EXERCISE MATERIAL:
• • • • •

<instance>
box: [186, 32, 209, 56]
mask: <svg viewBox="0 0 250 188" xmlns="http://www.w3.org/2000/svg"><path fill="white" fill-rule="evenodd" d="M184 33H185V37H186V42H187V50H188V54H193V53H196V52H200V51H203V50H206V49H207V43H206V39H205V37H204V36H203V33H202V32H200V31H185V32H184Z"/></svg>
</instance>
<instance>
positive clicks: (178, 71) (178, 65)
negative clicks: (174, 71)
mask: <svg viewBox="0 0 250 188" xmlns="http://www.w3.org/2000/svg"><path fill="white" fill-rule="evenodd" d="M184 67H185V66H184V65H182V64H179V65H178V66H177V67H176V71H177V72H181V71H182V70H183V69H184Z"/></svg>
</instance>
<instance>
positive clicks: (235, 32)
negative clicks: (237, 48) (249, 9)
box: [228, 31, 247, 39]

• • • • •

TASK ITEM: Retype all the records above without changing a word.

TASK SOLUTION:
<instance>
box: [186, 32, 209, 56]
mask: <svg viewBox="0 0 250 188" xmlns="http://www.w3.org/2000/svg"><path fill="white" fill-rule="evenodd" d="M184 33H185V37H186V42H187V50H188V54H193V53H196V52H200V51H203V50H206V49H207V43H206V39H205V37H204V36H203V33H202V32H200V31H185V32H184Z"/></svg>
</instance>
<instance>
positive clicks: (178, 71) (178, 65)
negative clicks: (174, 71)
mask: <svg viewBox="0 0 250 188" xmlns="http://www.w3.org/2000/svg"><path fill="white" fill-rule="evenodd" d="M184 67H185V66H184V65H182V64H179V65H178V66H177V67H176V71H177V72H181V71H182V70H183V69H184Z"/></svg>
</instance>
<instance>
positive clicks: (235, 32)
negative clicks: (237, 48) (249, 9)
box: [228, 31, 247, 39]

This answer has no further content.